» **TASK DETAILS**
Arrange the rows below as a numbered list, starting at the row containing "For every instance of the tall" and ending at the row containing "(1301, 435)", and omit any blank lines. Include both of those rows and no others.

* begin *

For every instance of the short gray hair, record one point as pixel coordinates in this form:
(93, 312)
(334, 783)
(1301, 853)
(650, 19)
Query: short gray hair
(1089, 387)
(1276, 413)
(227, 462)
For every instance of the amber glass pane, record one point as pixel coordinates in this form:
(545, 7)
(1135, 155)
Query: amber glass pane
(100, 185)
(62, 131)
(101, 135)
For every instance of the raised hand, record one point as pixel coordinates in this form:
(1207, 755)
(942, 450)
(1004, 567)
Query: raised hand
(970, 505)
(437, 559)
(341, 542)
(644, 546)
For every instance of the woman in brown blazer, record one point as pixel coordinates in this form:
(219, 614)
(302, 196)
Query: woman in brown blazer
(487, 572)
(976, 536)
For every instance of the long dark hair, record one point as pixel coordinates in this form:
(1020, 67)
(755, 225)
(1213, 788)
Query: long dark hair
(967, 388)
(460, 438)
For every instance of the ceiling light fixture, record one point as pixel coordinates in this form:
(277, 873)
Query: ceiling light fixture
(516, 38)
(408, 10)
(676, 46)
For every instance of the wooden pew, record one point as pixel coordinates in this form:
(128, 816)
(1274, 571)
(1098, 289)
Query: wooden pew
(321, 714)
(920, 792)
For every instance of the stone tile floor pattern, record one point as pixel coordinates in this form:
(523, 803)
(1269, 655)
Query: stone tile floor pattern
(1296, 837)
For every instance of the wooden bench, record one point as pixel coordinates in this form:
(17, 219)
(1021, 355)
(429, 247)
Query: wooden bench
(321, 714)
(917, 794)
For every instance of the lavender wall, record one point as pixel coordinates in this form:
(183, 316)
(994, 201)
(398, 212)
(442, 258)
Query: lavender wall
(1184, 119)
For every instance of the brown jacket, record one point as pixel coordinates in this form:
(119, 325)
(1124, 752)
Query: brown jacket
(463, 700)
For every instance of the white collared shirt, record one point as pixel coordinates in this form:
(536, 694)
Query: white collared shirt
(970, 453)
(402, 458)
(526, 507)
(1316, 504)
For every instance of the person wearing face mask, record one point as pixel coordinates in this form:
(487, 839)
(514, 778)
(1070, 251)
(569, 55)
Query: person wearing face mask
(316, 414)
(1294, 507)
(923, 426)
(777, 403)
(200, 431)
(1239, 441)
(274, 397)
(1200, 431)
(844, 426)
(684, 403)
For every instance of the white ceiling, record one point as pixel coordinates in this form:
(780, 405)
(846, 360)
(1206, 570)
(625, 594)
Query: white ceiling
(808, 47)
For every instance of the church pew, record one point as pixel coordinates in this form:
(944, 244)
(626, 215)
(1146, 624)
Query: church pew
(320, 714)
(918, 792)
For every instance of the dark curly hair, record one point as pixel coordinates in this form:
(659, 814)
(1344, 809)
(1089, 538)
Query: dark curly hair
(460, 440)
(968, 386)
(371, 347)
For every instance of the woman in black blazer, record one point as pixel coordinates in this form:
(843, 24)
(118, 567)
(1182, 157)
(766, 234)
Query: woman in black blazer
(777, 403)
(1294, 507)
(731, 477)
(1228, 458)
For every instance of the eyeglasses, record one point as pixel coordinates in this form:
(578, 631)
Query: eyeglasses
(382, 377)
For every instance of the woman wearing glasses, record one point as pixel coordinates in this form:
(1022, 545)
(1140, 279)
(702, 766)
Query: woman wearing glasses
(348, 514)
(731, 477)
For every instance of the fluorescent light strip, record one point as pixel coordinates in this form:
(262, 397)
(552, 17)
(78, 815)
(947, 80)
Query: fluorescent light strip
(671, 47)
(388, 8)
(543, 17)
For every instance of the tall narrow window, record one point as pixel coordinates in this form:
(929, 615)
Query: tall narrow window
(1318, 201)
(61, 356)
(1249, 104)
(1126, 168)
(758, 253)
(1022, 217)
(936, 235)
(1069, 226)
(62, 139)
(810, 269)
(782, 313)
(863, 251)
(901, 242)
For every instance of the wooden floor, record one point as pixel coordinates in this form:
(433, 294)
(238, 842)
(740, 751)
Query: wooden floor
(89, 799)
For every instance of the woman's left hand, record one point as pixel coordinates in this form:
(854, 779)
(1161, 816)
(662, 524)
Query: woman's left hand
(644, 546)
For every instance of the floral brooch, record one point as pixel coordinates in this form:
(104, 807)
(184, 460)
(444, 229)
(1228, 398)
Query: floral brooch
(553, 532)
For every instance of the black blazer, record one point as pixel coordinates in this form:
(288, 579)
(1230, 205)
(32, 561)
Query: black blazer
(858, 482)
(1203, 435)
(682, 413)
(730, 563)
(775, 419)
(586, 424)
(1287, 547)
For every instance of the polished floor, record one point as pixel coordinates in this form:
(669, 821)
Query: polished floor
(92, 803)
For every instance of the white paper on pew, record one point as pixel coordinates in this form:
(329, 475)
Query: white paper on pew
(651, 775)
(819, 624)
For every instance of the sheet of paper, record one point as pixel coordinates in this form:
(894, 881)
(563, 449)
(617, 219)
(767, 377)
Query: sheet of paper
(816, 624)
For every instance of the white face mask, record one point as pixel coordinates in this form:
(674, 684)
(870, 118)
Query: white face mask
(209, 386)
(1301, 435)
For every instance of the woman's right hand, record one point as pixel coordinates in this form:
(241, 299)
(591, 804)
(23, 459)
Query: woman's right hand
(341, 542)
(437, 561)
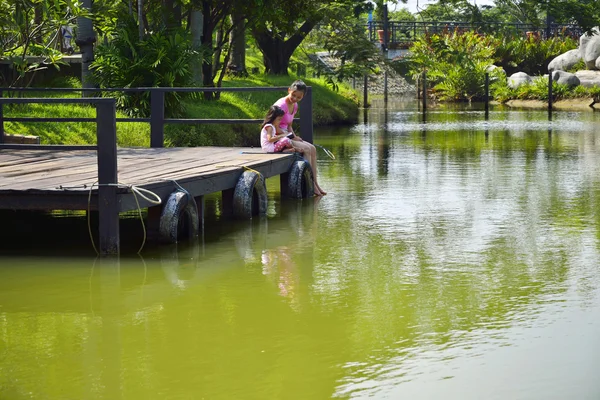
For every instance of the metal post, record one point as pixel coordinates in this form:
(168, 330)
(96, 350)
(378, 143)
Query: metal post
(385, 87)
(385, 28)
(424, 86)
(487, 95)
(306, 124)
(365, 88)
(108, 208)
(1, 120)
(157, 117)
(550, 96)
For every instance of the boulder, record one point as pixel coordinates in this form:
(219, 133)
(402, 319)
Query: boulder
(584, 39)
(517, 79)
(592, 52)
(565, 61)
(565, 78)
(588, 78)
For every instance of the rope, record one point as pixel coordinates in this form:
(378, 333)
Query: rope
(137, 191)
(329, 154)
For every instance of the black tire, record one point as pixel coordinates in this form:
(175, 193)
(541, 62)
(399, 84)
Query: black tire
(250, 195)
(179, 218)
(300, 180)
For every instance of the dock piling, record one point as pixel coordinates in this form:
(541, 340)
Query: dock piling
(108, 208)
(157, 118)
(306, 125)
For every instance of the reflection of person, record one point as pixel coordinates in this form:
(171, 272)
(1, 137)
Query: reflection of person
(289, 105)
(279, 266)
(272, 138)
(67, 34)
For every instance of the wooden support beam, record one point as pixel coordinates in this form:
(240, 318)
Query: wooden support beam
(108, 207)
(306, 120)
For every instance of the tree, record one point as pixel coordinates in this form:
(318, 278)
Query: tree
(237, 43)
(86, 37)
(30, 28)
(279, 33)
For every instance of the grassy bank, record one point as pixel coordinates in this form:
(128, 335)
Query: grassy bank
(329, 108)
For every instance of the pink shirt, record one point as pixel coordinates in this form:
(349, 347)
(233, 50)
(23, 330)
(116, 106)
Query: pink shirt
(288, 117)
(268, 147)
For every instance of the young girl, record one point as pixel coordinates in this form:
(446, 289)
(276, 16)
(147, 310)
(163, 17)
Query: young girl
(289, 104)
(272, 138)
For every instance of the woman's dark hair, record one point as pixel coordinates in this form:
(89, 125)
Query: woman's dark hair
(298, 86)
(274, 112)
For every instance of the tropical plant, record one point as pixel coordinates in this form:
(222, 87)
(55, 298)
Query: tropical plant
(455, 63)
(159, 60)
(30, 37)
(530, 54)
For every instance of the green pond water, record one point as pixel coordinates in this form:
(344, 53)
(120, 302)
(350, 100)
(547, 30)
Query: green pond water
(456, 258)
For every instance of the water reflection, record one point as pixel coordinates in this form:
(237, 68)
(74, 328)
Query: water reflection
(441, 259)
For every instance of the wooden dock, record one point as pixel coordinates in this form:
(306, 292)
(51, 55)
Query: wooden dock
(111, 180)
(56, 179)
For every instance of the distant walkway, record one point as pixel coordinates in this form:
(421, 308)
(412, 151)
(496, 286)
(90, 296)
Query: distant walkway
(403, 33)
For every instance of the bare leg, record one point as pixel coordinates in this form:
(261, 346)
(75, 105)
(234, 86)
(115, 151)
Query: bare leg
(310, 154)
(314, 164)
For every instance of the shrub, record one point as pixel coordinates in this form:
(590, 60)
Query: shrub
(159, 60)
(456, 63)
(530, 54)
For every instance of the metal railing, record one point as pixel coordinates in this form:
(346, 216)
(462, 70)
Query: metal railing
(157, 118)
(405, 32)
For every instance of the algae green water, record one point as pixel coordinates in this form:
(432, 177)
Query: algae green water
(456, 258)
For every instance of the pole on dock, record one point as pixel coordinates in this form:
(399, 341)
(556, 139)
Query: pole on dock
(424, 85)
(487, 95)
(157, 118)
(306, 123)
(365, 88)
(1, 120)
(108, 208)
(385, 87)
(550, 96)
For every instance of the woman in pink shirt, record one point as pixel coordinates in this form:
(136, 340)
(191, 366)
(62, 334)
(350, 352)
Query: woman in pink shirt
(289, 104)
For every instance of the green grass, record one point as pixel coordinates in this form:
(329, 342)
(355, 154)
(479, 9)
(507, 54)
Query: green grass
(329, 107)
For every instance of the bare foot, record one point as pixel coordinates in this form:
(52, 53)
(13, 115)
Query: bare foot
(323, 193)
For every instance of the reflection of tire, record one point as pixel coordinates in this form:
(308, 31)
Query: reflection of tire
(300, 180)
(250, 195)
(179, 218)
(180, 263)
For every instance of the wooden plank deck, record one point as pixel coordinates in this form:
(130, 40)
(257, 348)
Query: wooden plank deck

* end *

» **WORKED ANSWER**
1. For every instance of the tall narrow window, record one point as pixel coordinates in this form:
2. (929, 615)
3. Query: tall narrow window
4. (1318, 201)
5. (61, 356)
6. (1249, 104)
7. (1126, 168)
8. (758, 253)
9. (1022, 217)
10. (936, 235)
11. (1069, 226)
12. (62, 139)
13. (810, 269)
14. (782, 313)
15. (863, 251)
16. (901, 242)
17. For every instance of the wooden floor, record one point as pixel coordinates in this form:
18. (433, 294)
19. (238, 842)
20. (740, 751)
21. Query: wooden floor
22. (89, 799)
23. For every instance of the woman's left hand, record one point as pixel coordinates in this form:
24. (854, 779)
25. (1161, 816)
26. (662, 524)
27. Query: woman's left hand
28. (644, 546)
29. For every instance of the floral brooch, record one point as pixel coordinates in this form:
30. (104, 807)
31. (184, 460)
32. (444, 229)
33. (1228, 398)
34. Query: floral brooch
35. (553, 532)
36. For every instance of the black blazer, record one point as pixel coordinates in this form:
37. (288, 579)
38. (1230, 205)
39. (32, 561)
40. Query: black blazer
41. (858, 482)
42. (1203, 435)
43. (682, 413)
44. (730, 563)
45. (775, 419)
46. (586, 424)
47. (1287, 547)
48. For every instance of the polished floor, record one point as pixel coordinates in this form:
49. (669, 821)
50. Query: polished floor
51. (92, 803)
52. For every instance of the white paper on pew, record one point as pixel coordinates in this form:
53. (329, 475)
54. Query: white paper on pew
55. (651, 775)
56. (819, 624)
57. For every instance of the sheet of paper, record one point as pixel coordinates in this form:
58. (894, 881)
59. (563, 449)
60. (617, 219)
61. (767, 377)
62. Query: sheet of paper
63. (816, 624)
64. For every instance of the white face mask, record one point as pixel coordinates in this form:
65. (674, 684)
66. (870, 118)
67. Query: white face mask
68. (209, 386)
69. (1301, 435)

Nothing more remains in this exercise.